#### [Exercise goal]
Can you add 19 to each number in the answer coordinates and write out the items again, from the line with "spot the train carriage window." up to and including the last line of the items, keeping the labeling requests and leaving out the pictures?

(Point labeling dataset excerpts)
● ● ●

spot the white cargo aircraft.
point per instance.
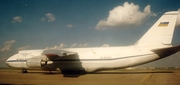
(155, 44)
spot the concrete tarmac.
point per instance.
(148, 77)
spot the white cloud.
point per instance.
(17, 19)
(126, 16)
(84, 45)
(105, 45)
(69, 26)
(49, 17)
(8, 45)
(23, 48)
(73, 45)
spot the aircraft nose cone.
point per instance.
(8, 63)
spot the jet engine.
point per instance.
(36, 62)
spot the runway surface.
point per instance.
(119, 77)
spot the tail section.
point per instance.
(161, 33)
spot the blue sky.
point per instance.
(39, 24)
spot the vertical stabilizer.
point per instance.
(161, 33)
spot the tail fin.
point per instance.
(161, 33)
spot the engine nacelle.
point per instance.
(35, 62)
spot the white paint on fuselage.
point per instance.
(96, 58)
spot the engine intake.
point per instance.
(35, 62)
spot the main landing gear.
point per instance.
(24, 71)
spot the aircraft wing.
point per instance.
(164, 52)
(59, 54)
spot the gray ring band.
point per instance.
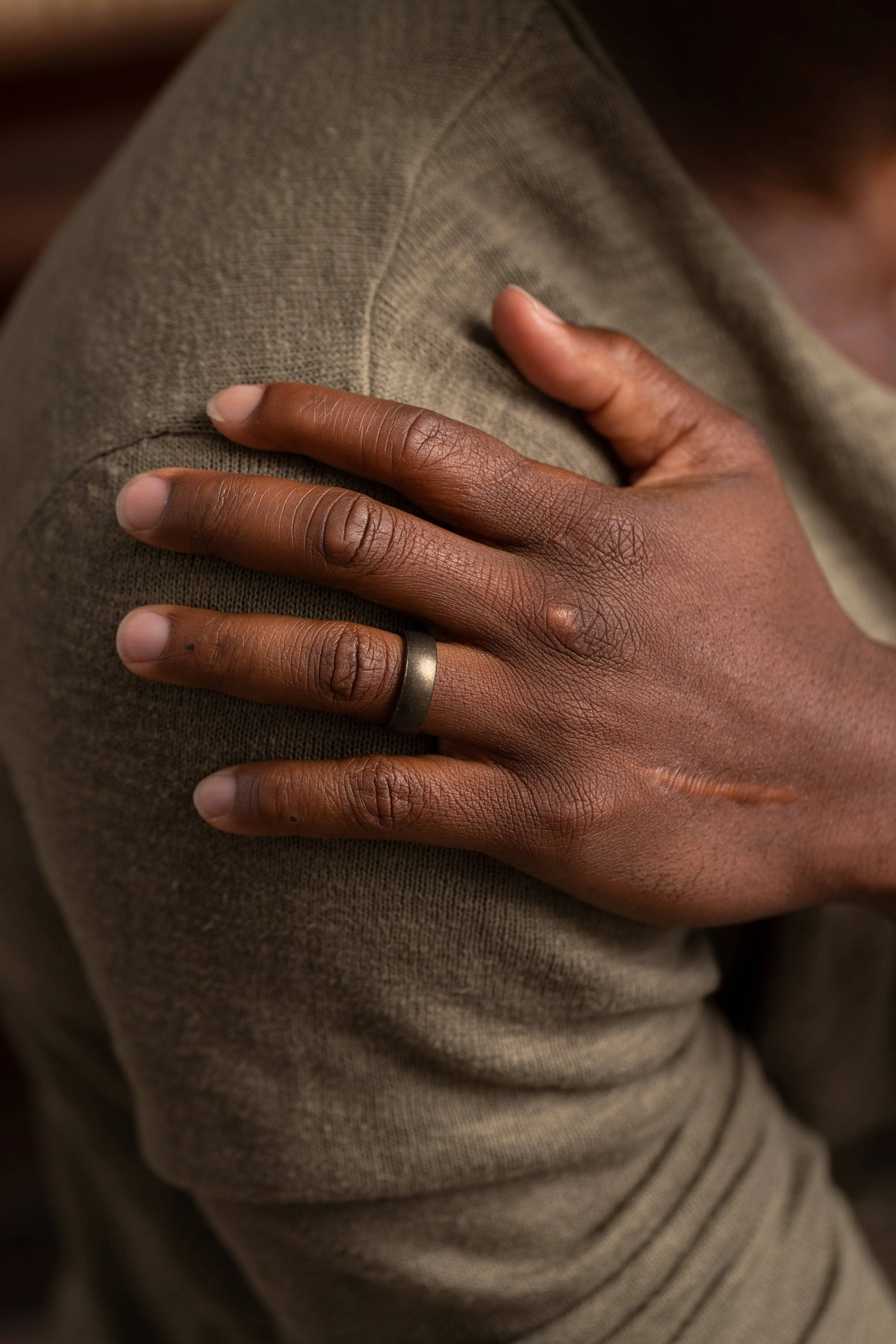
(418, 683)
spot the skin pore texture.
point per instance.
(663, 660)
(682, 724)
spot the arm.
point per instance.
(647, 697)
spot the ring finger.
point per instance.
(331, 666)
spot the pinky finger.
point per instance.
(430, 800)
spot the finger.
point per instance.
(328, 535)
(455, 472)
(429, 800)
(330, 666)
(659, 424)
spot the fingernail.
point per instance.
(542, 310)
(143, 638)
(236, 405)
(142, 502)
(214, 798)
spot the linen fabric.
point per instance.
(323, 1092)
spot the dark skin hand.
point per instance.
(785, 113)
(645, 697)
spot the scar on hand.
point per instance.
(706, 788)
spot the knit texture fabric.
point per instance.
(324, 1092)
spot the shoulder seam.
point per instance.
(46, 503)
(465, 107)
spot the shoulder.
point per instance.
(244, 229)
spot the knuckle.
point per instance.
(269, 795)
(432, 441)
(355, 533)
(347, 667)
(602, 535)
(620, 541)
(382, 798)
(602, 634)
(213, 507)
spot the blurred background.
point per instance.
(76, 76)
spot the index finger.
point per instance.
(457, 474)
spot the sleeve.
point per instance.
(416, 1094)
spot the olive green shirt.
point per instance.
(330, 1092)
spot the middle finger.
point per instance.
(330, 535)
(331, 666)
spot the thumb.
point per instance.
(660, 425)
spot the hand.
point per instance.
(645, 697)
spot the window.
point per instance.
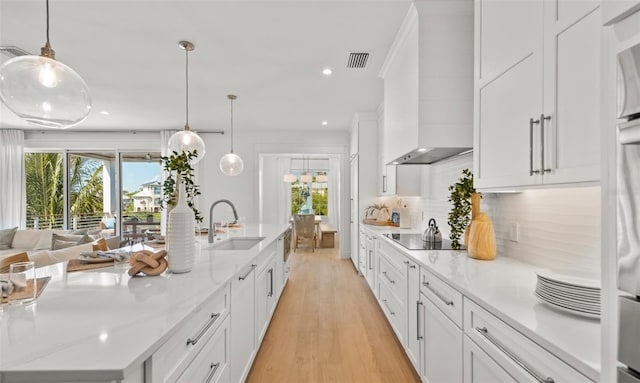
(309, 197)
(76, 190)
(86, 186)
(44, 174)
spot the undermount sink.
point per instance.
(236, 243)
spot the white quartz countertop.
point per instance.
(505, 287)
(103, 323)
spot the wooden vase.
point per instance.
(475, 210)
(482, 239)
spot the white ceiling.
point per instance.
(269, 53)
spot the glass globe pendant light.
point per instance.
(43, 91)
(186, 140)
(231, 164)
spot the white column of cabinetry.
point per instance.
(242, 324)
(363, 148)
(536, 115)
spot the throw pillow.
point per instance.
(100, 245)
(60, 241)
(109, 223)
(6, 237)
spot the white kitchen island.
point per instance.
(104, 326)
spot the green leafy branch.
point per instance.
(178, 166)
(460, 214)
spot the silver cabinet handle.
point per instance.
(484, 332)
(213, 368)
(203, 330)
(242, 278)
(437, 294)
(351, 210)
(418, 336)
(531, 122)
(388, 308)
(542, 120)
(411, 266)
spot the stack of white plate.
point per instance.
(577, 295)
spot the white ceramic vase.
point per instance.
(180, 244)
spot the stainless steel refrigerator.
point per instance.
(628, 226)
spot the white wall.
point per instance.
(243, 190)
(559, 227)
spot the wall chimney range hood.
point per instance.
(429, 156)
(428, 84)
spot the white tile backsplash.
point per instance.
(559, 228)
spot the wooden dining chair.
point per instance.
(5, 262)
(305, 229)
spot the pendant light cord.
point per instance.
(48, 22)
(186, 52)
(231, 125)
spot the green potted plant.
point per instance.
(179, 170)
(460, 198)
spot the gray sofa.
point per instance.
(38, 244)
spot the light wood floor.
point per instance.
(328, 327)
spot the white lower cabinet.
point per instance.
(449, 338)
(265, 298)
(212, 363)
(479, 367)
(414, 339)
(371, 256)
(521, 358)
(171, 359)
(243, 345)
(441, 344)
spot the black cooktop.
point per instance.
(414, 242)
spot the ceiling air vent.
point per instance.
(7, 53)
(358, 60)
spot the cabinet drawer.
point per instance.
(174, 355)
(395, 258)
(263, 259)
(393, 310)
(212, 363)
(395, 281)
(518, 355)
(445, 297)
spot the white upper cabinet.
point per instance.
(537, 70)
(616, 10)
(428, 77)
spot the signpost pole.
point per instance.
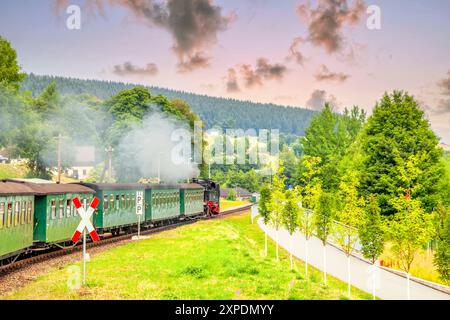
(139, 226)
(84, 256)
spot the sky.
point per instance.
(291, 52)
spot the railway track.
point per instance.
(25, 262)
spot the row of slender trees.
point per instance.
(363, 184)
(346, 219)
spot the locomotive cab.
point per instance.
(211, 196)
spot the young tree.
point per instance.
(323, 220)
(10, 75)
(396, 131)
(349, 218)
(277, 203)
(264, 210)
(290, 216)
(442, 254)
(409, 229)
(312, 191)
(371, 234)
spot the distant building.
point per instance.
(84, 163)
(240, 193)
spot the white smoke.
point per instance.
(150, 145)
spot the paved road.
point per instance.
(388, 286)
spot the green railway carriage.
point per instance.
(16, 218)
(117, 206)
(162, 202)
(192, 199)
(55, 216)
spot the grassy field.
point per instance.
(227, 204)
(12, 171)
(214, 259)
(423, 266)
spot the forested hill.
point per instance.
(226, 113)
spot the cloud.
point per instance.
(445, 85)
(190, 63)
(193, 24)
(264, 71)
(231, 81)
(294, 53)
(128, 69)
(325, 23)
(319, 98)
(442, 107)
(324, 74)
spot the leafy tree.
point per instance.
(277, 203)
(265, 197)
(349, 217)
(10, 75)
(290, 215)
(290, 161)
(311, 182)
(232, 195)
(408, 230)
(371, 231)
(442, 254)
(328, 137)
(323, 220)
(396, 131)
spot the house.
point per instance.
(84, 163)
(240, 193)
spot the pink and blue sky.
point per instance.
(292, 52)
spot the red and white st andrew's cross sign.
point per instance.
(85, 219)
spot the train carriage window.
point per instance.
(111, 201)
(53, 209)
(16, 213)
(105, 202)
(61, 208)
(30, 211)
(9, 214)
(23, 212)
(68, 208)
(2, 214)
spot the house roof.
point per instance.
(14, 188)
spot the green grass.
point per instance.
(227, 204)
(12, 171)
(214, 259)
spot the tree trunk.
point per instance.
(408, 289)
(265, 243)
(374, 266)
(325, 264)
(348, 277)
(277, 246)
(306, 258)
(292, 262)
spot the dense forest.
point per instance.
(225, 113)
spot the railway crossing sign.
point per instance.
(85, 222)
(139, 203)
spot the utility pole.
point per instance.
(59, 157)
(159, 166)
(109, 151)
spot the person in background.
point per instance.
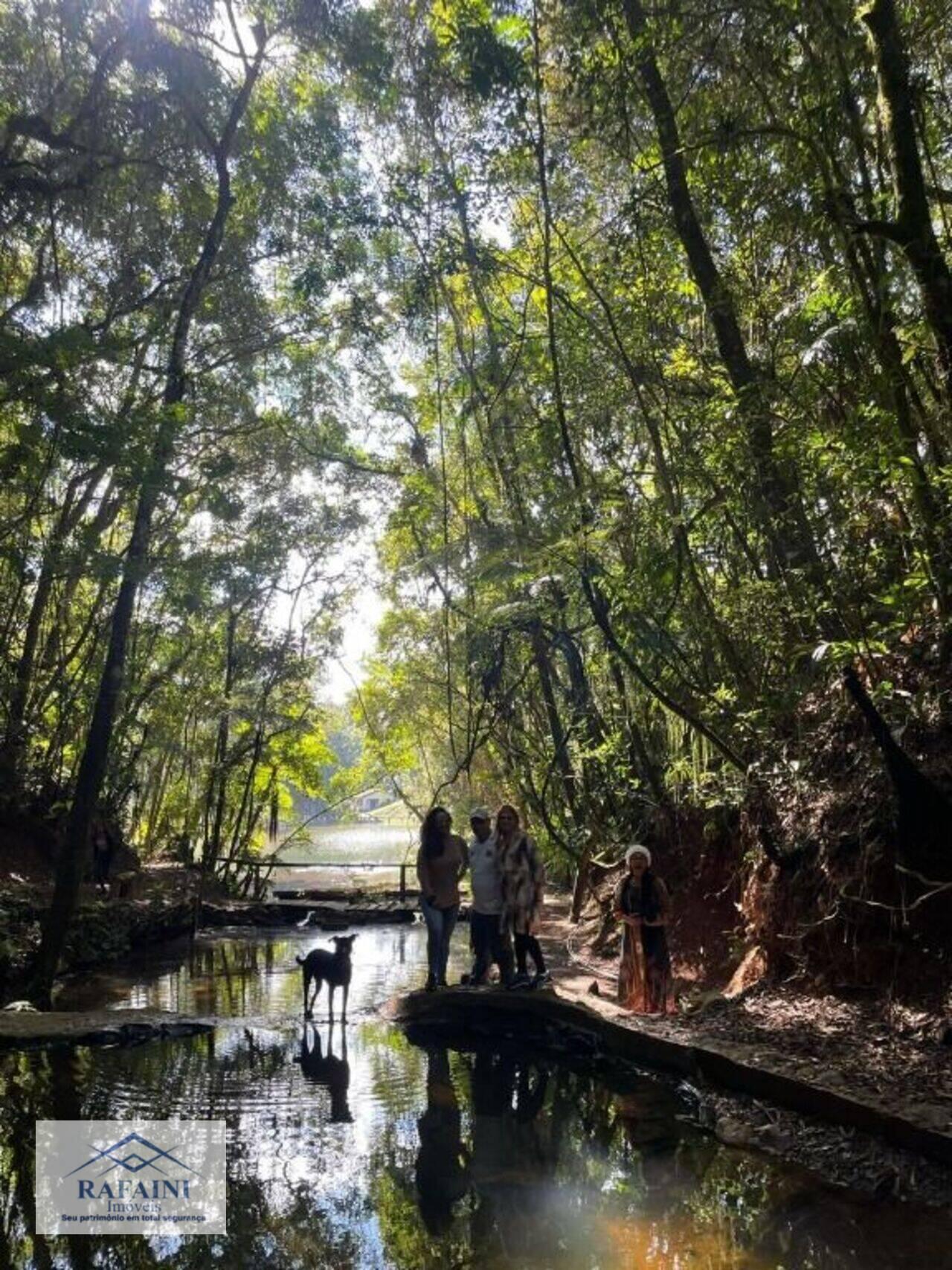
(643, 905)
(490, 943)
(441, 862)
(102, 858)
(524, 883)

● ● ●

#### [Full response]
spot the train carriage window.
point per instance.
(130, 220)
(72, 228)
(35, 232)
(124, 221)
(80, 227)
(49, 230)
(28, 233)
(42, 231)
(87, 227)
(21, 233)
spot the house roof.
point per instance.
(33, 207)
spot the green grass.
point per instance.
(246, 223)
(31, 190)
(233, 278)
spot the tree trunk.
point per instance.
(427, 308)
(284, 262)
(393, 285)
(344, 283)
(367, 296)
(296, 265)
(325, 277)
(311, 281)
spot the dense forest.
point per instance.
(244, 132)
spot the railway crossing sign.
point per instance.
(104, 241)
(158, 222)
spot the utility pole.
point per instance.
(78, 176)
(178, 185)
(128, 170)
spot the person in background.
point per instance.
(662, 924)
(509, 962)
(460, 881)
(121, 877)
(543, 902)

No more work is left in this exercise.